■ Written request
Rewrite the lines below as a JSON list of strings, one string per line and any blank lines left out, starting at the line that contains "Outline every instance of the orange" and ending at the end of the items.
+++ Data listing
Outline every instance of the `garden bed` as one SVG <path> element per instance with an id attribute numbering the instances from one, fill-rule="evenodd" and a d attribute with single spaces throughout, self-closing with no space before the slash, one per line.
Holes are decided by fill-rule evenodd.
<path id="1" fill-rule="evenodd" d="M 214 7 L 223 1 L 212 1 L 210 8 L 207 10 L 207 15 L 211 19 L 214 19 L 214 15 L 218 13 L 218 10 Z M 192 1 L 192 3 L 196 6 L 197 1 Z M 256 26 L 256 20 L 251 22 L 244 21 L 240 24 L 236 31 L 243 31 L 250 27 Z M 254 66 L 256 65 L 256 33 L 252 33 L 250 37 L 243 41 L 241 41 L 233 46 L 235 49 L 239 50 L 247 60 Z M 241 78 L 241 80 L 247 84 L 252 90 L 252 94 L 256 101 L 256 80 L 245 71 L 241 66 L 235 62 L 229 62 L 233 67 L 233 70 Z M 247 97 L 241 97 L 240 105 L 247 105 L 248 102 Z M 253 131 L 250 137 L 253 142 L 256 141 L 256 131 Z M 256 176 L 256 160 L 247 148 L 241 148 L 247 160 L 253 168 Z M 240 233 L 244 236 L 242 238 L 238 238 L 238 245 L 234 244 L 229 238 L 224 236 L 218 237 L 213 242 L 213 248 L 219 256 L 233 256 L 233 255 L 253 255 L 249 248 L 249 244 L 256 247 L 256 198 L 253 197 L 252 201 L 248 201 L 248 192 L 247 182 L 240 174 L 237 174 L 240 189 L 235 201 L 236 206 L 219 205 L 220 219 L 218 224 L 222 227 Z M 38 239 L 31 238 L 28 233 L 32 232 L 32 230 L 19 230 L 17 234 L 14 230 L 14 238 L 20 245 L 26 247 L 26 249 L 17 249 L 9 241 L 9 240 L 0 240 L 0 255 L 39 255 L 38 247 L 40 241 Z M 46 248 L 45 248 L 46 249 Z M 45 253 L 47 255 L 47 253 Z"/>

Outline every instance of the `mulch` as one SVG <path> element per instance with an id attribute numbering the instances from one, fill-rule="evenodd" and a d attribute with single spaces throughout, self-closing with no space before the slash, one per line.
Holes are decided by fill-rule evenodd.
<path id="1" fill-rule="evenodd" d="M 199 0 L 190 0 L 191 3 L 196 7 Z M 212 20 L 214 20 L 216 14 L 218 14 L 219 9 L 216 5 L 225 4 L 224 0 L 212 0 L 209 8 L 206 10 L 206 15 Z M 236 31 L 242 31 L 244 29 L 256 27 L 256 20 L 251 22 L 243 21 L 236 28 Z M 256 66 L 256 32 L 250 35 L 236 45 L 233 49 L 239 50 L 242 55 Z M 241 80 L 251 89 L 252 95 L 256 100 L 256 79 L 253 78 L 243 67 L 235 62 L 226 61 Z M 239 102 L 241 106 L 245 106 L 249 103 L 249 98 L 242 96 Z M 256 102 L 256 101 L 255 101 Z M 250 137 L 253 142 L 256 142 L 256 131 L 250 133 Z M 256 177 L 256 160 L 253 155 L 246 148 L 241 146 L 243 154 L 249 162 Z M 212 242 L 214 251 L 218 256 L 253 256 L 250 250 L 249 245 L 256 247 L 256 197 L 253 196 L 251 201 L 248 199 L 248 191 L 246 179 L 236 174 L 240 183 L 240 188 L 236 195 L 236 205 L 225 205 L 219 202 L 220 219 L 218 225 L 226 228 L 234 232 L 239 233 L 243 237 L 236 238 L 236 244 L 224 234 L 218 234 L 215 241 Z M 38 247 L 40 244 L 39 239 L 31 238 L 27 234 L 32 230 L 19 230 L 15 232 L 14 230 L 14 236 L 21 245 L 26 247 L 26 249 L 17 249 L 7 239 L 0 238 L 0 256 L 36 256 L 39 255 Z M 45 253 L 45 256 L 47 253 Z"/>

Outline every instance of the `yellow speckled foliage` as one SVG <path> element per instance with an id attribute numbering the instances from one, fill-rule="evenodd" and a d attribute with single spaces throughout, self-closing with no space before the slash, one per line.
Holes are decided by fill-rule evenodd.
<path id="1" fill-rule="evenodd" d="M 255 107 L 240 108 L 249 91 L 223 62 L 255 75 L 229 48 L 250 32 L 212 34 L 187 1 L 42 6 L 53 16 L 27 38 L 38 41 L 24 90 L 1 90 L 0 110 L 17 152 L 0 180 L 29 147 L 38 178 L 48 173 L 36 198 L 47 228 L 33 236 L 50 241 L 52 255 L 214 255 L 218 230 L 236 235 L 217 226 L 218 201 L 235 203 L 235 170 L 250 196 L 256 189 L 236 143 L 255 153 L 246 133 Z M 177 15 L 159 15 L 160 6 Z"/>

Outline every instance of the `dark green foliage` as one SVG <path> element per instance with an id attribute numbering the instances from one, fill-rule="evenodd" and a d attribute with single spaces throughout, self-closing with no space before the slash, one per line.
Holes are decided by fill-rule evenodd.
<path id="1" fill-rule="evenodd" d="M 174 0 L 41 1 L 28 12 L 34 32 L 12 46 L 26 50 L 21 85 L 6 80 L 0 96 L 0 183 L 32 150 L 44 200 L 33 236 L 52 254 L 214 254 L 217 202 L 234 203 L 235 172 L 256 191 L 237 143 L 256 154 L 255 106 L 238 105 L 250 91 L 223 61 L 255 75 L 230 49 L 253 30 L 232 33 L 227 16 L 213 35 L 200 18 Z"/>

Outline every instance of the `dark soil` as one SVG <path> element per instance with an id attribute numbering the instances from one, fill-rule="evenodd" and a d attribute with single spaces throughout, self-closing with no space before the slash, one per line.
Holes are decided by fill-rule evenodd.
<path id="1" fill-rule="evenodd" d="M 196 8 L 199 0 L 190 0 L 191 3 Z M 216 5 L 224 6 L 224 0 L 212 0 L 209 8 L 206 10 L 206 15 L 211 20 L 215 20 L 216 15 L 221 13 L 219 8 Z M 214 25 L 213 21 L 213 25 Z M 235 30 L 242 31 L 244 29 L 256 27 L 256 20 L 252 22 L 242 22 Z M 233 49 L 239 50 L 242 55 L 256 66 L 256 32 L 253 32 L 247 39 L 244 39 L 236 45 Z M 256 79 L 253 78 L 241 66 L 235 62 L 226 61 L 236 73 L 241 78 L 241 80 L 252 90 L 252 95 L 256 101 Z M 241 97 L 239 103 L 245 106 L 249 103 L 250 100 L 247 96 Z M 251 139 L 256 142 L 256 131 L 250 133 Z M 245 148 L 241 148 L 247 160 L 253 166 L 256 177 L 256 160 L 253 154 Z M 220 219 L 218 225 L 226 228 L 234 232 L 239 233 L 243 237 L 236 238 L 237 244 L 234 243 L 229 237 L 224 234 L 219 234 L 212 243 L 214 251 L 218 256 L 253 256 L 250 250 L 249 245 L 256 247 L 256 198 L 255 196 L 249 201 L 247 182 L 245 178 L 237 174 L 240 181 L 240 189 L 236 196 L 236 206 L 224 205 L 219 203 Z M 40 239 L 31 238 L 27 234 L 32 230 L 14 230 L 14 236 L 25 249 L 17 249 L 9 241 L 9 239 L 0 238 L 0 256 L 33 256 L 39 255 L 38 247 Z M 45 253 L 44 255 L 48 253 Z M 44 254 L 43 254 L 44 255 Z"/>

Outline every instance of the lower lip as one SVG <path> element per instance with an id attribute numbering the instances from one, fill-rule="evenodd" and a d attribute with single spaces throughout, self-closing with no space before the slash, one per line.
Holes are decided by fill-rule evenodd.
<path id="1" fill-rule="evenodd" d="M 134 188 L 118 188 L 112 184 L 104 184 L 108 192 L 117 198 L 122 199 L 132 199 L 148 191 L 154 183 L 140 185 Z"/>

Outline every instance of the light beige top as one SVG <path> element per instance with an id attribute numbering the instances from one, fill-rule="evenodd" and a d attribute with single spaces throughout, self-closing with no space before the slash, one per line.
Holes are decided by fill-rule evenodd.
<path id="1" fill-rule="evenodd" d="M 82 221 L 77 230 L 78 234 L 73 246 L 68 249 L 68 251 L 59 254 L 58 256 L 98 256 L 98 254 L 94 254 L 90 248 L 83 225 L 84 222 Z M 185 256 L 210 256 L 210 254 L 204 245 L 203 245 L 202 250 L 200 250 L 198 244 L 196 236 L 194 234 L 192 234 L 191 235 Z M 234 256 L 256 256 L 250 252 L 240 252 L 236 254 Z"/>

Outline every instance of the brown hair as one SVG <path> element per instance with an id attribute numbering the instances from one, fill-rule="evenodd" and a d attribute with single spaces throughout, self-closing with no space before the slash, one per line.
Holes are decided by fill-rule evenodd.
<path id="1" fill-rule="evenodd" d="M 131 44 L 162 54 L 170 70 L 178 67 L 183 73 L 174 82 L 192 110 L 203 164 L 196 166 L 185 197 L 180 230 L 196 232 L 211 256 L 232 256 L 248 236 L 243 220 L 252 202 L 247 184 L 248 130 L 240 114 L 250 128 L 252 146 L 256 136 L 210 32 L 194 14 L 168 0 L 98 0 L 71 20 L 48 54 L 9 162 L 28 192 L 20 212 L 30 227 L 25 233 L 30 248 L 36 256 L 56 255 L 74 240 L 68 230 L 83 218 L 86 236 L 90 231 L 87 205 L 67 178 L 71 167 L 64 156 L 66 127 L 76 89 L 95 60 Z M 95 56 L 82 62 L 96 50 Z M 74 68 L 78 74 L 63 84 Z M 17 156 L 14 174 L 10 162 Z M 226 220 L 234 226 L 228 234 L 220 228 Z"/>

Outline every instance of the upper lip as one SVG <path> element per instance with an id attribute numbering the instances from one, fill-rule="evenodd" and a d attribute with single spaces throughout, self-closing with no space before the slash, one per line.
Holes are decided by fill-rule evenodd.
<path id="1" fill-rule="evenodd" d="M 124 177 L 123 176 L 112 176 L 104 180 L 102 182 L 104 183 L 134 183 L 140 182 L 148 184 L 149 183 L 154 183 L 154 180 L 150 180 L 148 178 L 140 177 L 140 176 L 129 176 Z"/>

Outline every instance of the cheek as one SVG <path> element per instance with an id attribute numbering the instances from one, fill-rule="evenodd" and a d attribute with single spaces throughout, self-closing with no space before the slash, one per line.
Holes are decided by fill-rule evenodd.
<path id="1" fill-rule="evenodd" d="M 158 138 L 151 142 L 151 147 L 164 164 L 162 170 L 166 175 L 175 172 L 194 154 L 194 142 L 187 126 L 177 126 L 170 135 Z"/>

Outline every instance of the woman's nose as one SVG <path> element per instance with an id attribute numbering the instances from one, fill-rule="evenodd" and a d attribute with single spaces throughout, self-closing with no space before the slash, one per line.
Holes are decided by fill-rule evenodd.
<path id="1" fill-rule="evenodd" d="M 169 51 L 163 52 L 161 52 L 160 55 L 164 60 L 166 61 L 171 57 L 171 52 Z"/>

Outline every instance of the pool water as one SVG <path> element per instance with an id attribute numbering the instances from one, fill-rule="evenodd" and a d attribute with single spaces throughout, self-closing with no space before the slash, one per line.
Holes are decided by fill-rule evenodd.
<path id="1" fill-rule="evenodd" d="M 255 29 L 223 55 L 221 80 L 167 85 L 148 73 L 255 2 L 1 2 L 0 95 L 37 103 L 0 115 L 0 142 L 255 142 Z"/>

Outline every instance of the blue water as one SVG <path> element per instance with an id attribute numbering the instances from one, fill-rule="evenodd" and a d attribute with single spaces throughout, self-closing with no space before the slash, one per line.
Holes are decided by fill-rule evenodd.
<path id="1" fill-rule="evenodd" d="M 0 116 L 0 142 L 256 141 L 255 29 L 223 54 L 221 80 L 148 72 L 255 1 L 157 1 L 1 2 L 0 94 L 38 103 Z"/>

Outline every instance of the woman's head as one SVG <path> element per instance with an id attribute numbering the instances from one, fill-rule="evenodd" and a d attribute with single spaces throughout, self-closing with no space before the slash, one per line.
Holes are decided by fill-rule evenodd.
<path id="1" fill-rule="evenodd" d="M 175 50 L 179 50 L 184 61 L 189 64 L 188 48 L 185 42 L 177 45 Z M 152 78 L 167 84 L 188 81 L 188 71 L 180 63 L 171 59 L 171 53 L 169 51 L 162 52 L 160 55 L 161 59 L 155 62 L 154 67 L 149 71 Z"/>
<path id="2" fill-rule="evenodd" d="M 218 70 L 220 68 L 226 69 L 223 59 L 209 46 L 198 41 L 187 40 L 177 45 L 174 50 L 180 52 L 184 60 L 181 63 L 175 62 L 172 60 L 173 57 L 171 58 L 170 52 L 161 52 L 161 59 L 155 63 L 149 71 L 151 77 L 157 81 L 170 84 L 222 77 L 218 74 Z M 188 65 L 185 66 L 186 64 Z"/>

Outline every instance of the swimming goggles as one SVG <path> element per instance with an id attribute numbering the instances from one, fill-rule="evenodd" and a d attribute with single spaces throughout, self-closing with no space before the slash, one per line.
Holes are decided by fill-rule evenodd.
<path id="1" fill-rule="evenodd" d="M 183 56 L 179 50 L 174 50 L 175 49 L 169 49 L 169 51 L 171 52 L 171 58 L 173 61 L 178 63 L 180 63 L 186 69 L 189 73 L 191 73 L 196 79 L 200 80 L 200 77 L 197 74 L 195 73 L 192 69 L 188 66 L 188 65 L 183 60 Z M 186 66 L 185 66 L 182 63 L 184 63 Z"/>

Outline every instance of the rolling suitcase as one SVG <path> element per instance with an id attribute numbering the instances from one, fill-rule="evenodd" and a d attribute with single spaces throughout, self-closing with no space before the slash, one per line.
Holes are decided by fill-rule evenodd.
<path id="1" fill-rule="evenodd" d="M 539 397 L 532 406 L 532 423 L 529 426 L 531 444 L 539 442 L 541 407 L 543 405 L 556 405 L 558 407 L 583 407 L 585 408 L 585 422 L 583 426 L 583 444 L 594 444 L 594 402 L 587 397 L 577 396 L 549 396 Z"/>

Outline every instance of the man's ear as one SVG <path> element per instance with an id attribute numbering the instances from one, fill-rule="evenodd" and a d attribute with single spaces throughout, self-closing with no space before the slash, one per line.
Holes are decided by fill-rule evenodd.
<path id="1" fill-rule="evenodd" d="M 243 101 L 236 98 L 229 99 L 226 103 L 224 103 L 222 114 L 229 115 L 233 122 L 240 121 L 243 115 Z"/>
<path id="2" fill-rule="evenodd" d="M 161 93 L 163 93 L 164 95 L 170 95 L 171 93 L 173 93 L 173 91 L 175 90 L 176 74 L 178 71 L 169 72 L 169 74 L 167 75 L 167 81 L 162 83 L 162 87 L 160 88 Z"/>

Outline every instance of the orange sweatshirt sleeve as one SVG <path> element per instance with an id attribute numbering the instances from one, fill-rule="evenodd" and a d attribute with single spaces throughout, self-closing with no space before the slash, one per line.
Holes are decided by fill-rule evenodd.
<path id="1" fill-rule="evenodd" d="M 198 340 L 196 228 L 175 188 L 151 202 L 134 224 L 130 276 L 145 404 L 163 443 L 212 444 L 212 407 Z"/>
++++++
■ Expected answer
[
  "Outline every instance of the orange sweatshirt sleeve as one SVG <path> element per instance with an id attribute numbering the instances from one, fill-rule=\"evenodd\" and a d attribute with single spaces throughout, self-closing with no space before the slash, one per line.",
  "Holes are decided by fill-rule evenodd.",
  "<path id=\"1\" fill-rule=\"evenodd\" d=\"M 198 340 L 196 228 L 175 188 L 151 202 L 134 224 L 130 276 L 145 404 L 163 443 L 212 444 L 212 407 Z\"/>"
]